*Problem description*
Pick out every line of the listing that contains the word "baseball" and copy each one out in full.

(Dataset excerpts on object pointing)
::::

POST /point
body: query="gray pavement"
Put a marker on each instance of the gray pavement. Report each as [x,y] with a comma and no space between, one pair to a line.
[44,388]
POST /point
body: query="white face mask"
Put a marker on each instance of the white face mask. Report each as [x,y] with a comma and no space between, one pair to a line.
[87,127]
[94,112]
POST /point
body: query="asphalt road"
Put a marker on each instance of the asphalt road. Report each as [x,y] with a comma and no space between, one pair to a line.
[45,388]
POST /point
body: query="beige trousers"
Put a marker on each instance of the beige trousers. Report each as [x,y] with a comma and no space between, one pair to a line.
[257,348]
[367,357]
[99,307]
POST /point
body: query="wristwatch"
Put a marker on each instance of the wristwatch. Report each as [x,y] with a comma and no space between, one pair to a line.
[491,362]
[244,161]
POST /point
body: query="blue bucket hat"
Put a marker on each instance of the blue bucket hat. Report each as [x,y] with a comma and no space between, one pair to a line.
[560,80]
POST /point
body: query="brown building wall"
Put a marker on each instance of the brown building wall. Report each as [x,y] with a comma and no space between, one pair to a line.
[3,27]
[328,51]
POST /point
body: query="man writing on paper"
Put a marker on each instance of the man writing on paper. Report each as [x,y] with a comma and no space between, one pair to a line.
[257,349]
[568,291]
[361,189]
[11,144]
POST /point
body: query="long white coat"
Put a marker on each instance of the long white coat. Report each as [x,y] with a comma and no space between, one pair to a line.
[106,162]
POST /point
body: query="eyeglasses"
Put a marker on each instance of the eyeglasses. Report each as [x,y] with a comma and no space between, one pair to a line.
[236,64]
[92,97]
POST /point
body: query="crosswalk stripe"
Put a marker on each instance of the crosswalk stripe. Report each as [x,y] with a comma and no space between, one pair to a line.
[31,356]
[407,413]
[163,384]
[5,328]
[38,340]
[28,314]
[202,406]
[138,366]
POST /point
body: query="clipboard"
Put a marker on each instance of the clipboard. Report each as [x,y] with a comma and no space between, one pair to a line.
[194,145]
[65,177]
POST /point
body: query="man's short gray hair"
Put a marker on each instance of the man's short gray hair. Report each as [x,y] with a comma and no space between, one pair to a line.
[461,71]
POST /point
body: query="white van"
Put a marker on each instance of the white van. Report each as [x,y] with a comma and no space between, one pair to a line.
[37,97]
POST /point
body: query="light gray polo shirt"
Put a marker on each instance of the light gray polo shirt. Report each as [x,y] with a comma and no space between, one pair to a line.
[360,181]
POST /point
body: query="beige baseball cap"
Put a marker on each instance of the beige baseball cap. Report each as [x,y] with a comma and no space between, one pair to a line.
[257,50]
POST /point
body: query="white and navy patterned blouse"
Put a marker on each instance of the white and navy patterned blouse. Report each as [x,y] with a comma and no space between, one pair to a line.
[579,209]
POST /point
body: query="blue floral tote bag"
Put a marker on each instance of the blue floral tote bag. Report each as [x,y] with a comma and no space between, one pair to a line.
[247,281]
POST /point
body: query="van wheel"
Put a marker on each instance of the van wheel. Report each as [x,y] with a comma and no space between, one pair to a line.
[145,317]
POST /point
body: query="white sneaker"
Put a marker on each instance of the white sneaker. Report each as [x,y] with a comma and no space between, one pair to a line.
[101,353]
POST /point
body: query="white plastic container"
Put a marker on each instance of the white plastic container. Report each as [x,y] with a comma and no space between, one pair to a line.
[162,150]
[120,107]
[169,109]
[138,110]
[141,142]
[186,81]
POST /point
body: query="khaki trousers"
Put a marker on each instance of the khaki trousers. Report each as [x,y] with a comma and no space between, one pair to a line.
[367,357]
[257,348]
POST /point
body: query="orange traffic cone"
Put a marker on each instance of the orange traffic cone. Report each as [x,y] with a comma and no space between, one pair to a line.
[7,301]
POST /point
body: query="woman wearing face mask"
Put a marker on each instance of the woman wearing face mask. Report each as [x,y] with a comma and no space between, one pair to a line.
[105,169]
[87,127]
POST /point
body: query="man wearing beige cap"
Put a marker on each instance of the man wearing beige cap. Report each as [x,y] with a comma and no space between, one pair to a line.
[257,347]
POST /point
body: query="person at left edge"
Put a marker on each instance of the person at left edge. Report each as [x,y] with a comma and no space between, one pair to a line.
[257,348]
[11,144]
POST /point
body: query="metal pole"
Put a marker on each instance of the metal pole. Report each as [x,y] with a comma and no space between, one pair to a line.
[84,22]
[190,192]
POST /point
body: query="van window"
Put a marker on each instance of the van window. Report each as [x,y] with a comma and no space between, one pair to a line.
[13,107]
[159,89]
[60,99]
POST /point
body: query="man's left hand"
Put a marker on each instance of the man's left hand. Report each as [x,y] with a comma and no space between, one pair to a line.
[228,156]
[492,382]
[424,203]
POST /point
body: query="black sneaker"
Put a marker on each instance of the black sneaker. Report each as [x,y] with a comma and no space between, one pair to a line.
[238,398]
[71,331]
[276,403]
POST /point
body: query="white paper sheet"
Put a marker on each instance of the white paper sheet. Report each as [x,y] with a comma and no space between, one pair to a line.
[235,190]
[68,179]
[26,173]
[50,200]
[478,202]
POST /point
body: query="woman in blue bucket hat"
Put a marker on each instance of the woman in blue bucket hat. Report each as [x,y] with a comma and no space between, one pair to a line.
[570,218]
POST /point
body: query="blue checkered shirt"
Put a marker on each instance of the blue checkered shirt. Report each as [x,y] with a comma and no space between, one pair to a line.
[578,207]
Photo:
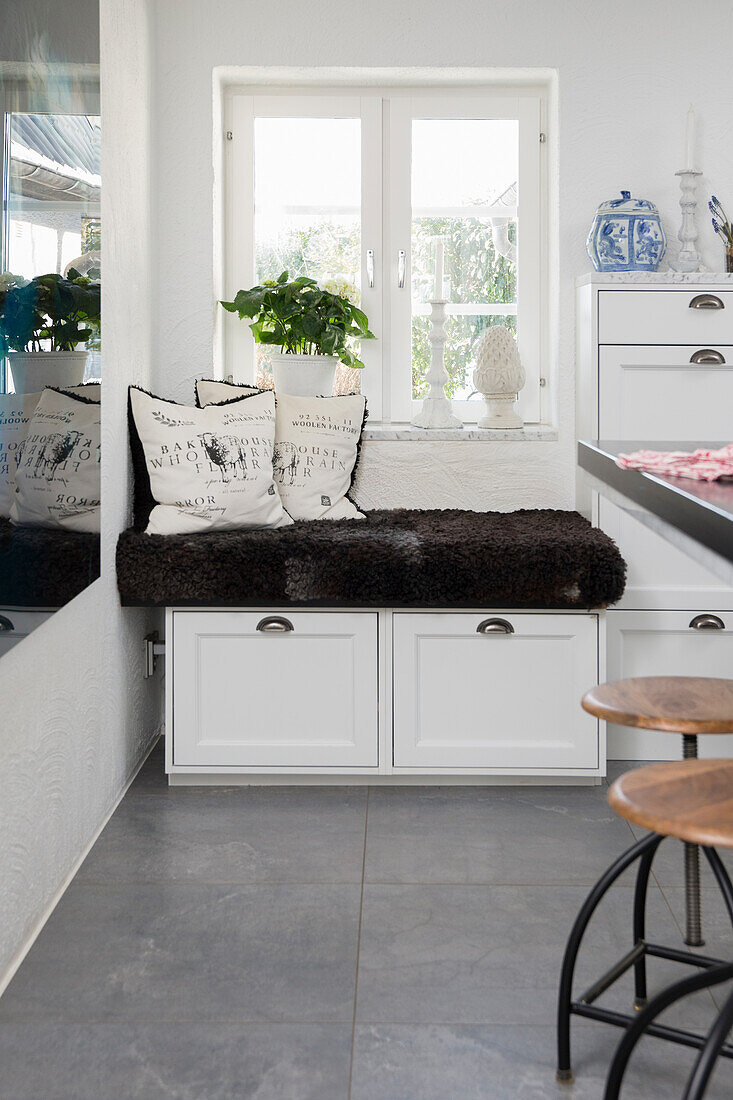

::::

*The reply*
body: query="beige baseball cap"
Put a marker on each instance of the beige baseball cap. Report each as [x,y] with a comma and no space between, one pair to a line.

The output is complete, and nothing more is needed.